**Data listing:**
-- start --

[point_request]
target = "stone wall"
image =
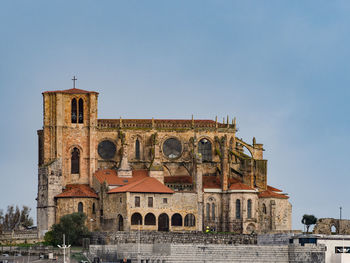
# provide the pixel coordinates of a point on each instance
(150, 237)
(210, 253)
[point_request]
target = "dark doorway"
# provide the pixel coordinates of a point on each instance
(163, 222)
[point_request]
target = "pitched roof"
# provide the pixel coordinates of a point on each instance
(71, 91)
(144, 185)
(181, 179)
(77, 190)
(112, 178)
(271, 194)
(212, 182)
(240, 186)
(273, 189)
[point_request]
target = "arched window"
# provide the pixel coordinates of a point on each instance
(74, 111)
(136, 219)
(137, 149)
(238, 209)
(176, 220)
(190, 220)
(80, 207)
(81, 111)
(249, 208)
(204, 148)
(213, 211)
(208, 211)
(150, 219)
(75, 161)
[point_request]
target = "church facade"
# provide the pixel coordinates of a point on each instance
(151, 174)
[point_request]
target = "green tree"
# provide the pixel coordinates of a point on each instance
(308, 220)
(73, 226)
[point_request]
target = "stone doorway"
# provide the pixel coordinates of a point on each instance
(163, 222)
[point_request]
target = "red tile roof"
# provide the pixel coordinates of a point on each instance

-- end --

**Required task:** Update the records above by replacing every "point_request" with "point_query", keeping everything else unchanged. Leave the pictures out of your answer.

**Response to the exercise:**
[point_query]
target = "stone wall"
image =
# provide the pixel coordinates of a point on each instance
(150, 237)
(210, 253)
[point_query]
target = "dark doorway"
# provide the pixel coordinates of a point on each instance
(163, 222)
[point_query]
target = "pitched roof"
# provide the pixel coordinates of a point on each instance
(71, 91)
(144, 185)
(181, 179)
(77, 190)
(112, 178)
(271, 194)
(212, 182)
(240, 186)
(273, 189)
[point_query]
target = "arched window"
# provide the pixel coordinates of a point on each instance
(74, 111)
(136, 219)
(137, 149)
(238, 209)
(176, 220)
(190, 220)
(80, 207)
(81, 111)
(249, 208)
(204, 148)
(213, 211)
(208, 211)
(150, 219)
(75, 161)
[point_query]
target = "church facade"
# provide the pixel coordinates of a point on each instance
(151, 174)
[point_query]
target = "green tree"
# provide the pixel coordinates of a point on each instance
(308, 220)
(73, 226)
[point_query]
target = "stone doorway"
# provide the pixel coordinates of a point on each instance
(163, 222)
[point_query]
target = "red tile roof"
# provide the pixel coordinates of a point on each instance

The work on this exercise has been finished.